● **What needs to be done**
Pull out each line of the items below that contains the string "white". Treat case as significant.

● **Data supplied**
____

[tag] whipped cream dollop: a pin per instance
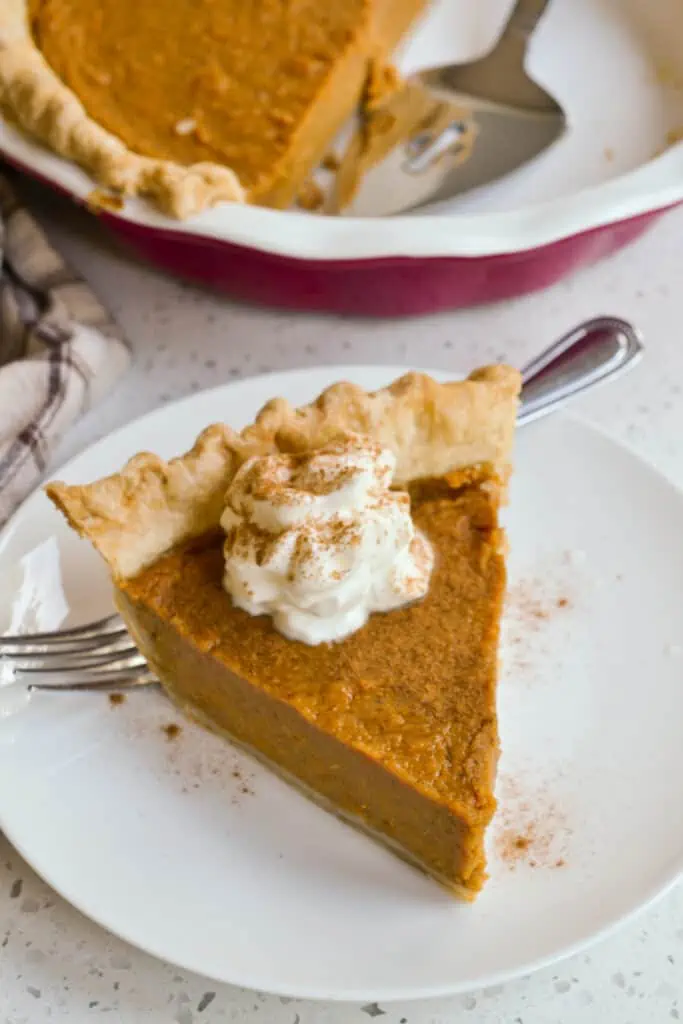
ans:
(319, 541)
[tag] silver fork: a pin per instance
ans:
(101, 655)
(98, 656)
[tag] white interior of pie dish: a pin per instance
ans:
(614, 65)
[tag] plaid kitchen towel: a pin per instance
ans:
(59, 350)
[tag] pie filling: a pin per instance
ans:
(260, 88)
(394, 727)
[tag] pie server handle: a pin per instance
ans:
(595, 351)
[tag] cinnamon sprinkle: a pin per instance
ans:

____

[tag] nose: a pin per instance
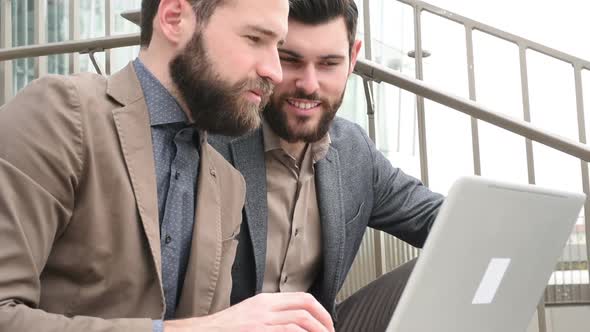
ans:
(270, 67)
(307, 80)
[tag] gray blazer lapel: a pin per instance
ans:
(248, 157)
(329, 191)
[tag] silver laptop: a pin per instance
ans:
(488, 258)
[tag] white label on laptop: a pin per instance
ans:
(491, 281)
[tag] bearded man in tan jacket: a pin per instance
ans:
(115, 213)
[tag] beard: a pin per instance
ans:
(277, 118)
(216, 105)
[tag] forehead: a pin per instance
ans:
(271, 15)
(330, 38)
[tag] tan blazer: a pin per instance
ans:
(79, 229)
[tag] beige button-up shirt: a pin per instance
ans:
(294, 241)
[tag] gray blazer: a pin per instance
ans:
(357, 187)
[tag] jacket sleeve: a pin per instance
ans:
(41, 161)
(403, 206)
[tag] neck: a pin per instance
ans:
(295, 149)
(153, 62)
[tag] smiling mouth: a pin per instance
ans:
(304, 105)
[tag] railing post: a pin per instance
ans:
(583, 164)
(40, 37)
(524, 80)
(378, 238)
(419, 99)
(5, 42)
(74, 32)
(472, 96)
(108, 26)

____

● **The reply**
[tag] white interior of pie dish: a pin per instance
[tag] white label on laptop: a pin per instance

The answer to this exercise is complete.